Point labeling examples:
----------------------------------------

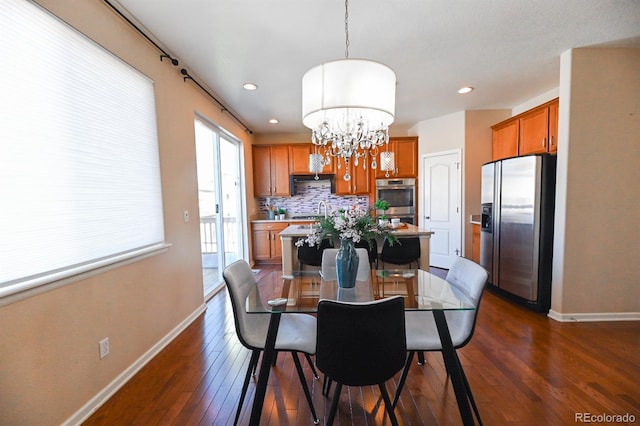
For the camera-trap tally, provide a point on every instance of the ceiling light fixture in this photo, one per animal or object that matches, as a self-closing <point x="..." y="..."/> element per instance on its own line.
<point x="349" y="104"/>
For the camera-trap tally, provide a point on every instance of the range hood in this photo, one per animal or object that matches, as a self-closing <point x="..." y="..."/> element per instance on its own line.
<point x="312" y="178"/>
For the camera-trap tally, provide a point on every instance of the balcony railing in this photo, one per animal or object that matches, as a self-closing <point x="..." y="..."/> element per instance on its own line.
<point x="209" y="238"/>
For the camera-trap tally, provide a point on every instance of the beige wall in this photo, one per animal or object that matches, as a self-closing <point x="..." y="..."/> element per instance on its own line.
<point x="470" y="132"/>
<point x="49" y="364"/>
<point x="596" y="268"/>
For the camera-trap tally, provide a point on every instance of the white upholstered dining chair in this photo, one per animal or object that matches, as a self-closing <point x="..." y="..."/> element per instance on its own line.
<point x="422" y="334"/>
<point x="296" y="332"/>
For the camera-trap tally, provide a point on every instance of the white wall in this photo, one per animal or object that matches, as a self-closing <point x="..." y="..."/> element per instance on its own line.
<point x="596" y="273"/>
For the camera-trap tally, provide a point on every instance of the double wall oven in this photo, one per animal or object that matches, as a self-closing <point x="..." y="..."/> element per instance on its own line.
<point x="401" y="196"/>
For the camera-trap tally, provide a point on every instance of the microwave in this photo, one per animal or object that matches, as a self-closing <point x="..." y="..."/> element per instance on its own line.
<point x="399" y="193"/>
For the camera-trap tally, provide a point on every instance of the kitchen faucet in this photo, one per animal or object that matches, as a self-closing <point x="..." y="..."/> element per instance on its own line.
<point x="326" y="209"/>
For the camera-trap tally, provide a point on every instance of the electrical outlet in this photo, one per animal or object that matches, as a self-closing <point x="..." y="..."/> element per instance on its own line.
<point x="104" y="347"/>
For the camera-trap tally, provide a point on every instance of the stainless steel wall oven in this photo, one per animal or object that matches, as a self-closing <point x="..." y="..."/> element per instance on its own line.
<point x="401" y="196"/>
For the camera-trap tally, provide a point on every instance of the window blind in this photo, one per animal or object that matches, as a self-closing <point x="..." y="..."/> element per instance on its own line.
<point x="79" y="166"/>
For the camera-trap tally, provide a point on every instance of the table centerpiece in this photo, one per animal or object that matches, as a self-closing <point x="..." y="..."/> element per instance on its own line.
<point x="350" y="226"/>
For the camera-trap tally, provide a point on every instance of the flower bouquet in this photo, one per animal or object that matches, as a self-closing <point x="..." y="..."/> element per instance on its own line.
<point x="350" y="226"/>
<point x="354" y="224"/>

----------------------------------------

■ EXERCISE OBJECTIVE ■
Exactly and only the lines from the one containing "of the table" through the end of the material are to be reproduced, both ends included.

■ FINAL RESULT ■
For the camera-trap tally, provide a point on every instance of the table centerpiece in this photo, one per animal or object that matches, as a self-closing <point x="..." y="..."/> element per instance on its own line.
<point x="350" y="226"/>
For the camera-trap tally, provide a point on every instance of the flower bouquet in this photo, one per animal or object that matches, as a self-closing <point x="..." y="..."/> element per instance on its own line.
<point x="350" y="226"/>
<point x="354" y="224"/>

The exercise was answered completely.